Start of Records provided
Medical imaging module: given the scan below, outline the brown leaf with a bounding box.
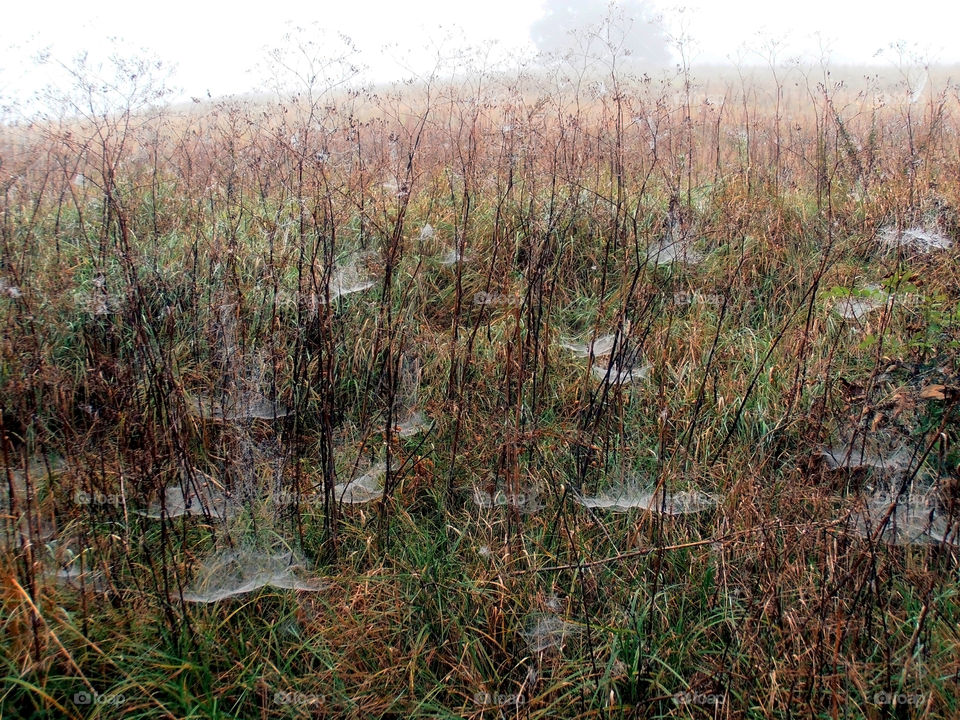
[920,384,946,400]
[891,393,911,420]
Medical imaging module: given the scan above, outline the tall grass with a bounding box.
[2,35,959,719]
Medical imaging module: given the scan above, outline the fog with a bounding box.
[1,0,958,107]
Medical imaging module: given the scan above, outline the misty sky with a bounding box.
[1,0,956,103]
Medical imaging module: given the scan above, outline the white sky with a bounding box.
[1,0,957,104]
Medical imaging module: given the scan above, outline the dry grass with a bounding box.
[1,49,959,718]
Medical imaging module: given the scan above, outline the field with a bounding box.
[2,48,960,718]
End of Records provided
Start of Records provided
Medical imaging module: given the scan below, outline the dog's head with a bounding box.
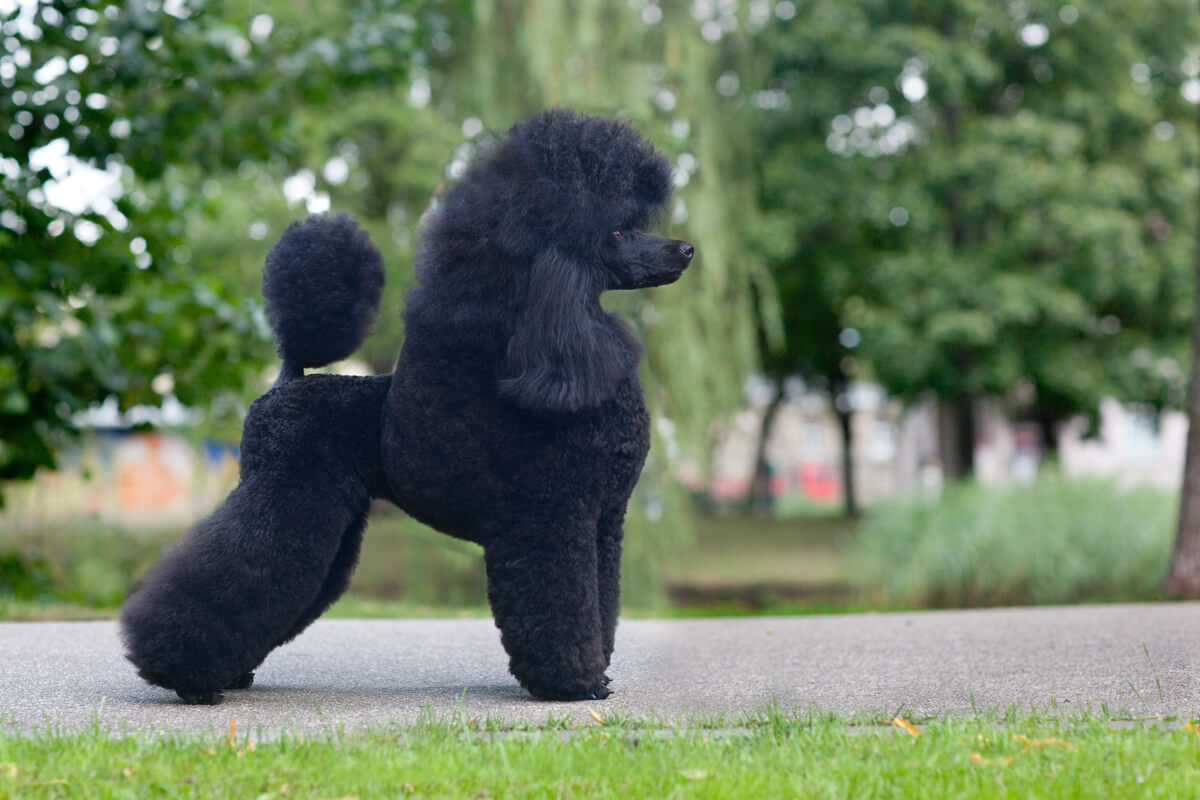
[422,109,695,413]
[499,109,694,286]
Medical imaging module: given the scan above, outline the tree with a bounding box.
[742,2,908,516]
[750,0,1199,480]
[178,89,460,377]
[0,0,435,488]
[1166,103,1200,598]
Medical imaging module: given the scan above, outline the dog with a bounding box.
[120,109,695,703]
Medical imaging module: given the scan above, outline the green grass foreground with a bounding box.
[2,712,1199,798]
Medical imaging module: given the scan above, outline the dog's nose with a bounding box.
End of Records provided
What you should do
Copy out each line of the data above, exactly, if it lies between the line holding "Medical imaging module: given the scan above, outline the tree" and the line holding "Medical imaging module: given the scan above, outline the dog's", inclusive; copy no other line.

Your response
Medical imaging module: given the scan above, outline the tree with a bounding box.
[742,2,908,516]
[750,0,1199,480]
[178,89,460,377]
[0,0,435,488]
[1166,103,1200,598]
Medical imaging module: given the scan above, outline the dog with a bounding box.
[120,109,695,703]
Medical imaging module: given the scan above, outline the green grass foreground with a bounding box.
[2,712,1199,798]
Medical imaging module: given the scan above, outline the dog's nose with a bounding box.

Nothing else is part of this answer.